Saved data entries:
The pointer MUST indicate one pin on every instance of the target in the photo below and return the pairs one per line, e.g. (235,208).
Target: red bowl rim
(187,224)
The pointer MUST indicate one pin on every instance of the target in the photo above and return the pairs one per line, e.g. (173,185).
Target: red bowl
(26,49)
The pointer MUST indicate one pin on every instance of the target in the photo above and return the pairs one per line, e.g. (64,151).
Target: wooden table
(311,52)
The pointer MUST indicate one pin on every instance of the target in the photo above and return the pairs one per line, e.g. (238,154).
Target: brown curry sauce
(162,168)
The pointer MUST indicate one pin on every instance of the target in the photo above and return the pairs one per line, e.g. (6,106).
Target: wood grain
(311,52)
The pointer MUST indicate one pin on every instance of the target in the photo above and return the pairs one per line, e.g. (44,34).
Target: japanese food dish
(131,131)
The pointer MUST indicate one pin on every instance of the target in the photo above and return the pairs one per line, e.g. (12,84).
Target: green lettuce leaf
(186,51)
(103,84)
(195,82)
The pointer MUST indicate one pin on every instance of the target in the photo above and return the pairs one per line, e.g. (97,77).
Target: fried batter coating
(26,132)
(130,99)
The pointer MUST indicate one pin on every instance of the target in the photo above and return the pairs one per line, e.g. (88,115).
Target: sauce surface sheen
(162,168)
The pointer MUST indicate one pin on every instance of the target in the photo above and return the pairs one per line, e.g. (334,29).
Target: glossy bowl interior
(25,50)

* WHAT YOU SHOULD DO
Reproduce all of the lines above without any changes.

* ANSWER BELOW
The pointer MUST indicate one pin on every instance of the target in the photo below and return the pairs one per line, e.g. (235,208).
Target: red bowl rim
(187,224)
The pointer MUST indicate one pin on every instance of the target in the photo above and return the pairs one per line, e.g. (173,185).
Target: red bowl
(26,49)
The pointer MUST indicate one pin on every instance of the target in the photo above and return the pairs one per line, e.g. (64,151).
Target: wooden table
(311,52)
The pointer MUST indicate one pin on every instance of the target in the photo above and return the pairs one per line, e.g. (238,154).
Target: brown curry sauce
(162,168)
The pointer MUST indicate one pin on every instance of the target in the photo above and return the pairs one per line, e.g. (6,106).
Target: wood grain
(311,52)
The pointer MUST indicate one pin on every instance of the target in the photo above and return the pairs one per line, e.g. (44,34).
Target: japanese food dish
(131,131)
The pointer MUST indicate one pin on every instance of the target in the photo above and return the pairs one per line, e.g. (12,84).
Target: green lettuce leaf
(186,51)
(103,84)
(195,82)
The pointer MUST indicate one pin on every instance of the target in the photo above and return the pairs one per line, e.g. (97,77).
Target: fried batter coating
(26,132)
(130,99)
The pointer MUST indicate one pin on every instance of the target in the photo above and return the pairs one per line, e.g. (88,115).
Target: sauce surface sheen
(162,168)
The pointer MUST indicate one pin on every instance of the target in the photo above and return the pairs one per line, e.g. (334,29).
Target: glossy bowl interior
(25,50)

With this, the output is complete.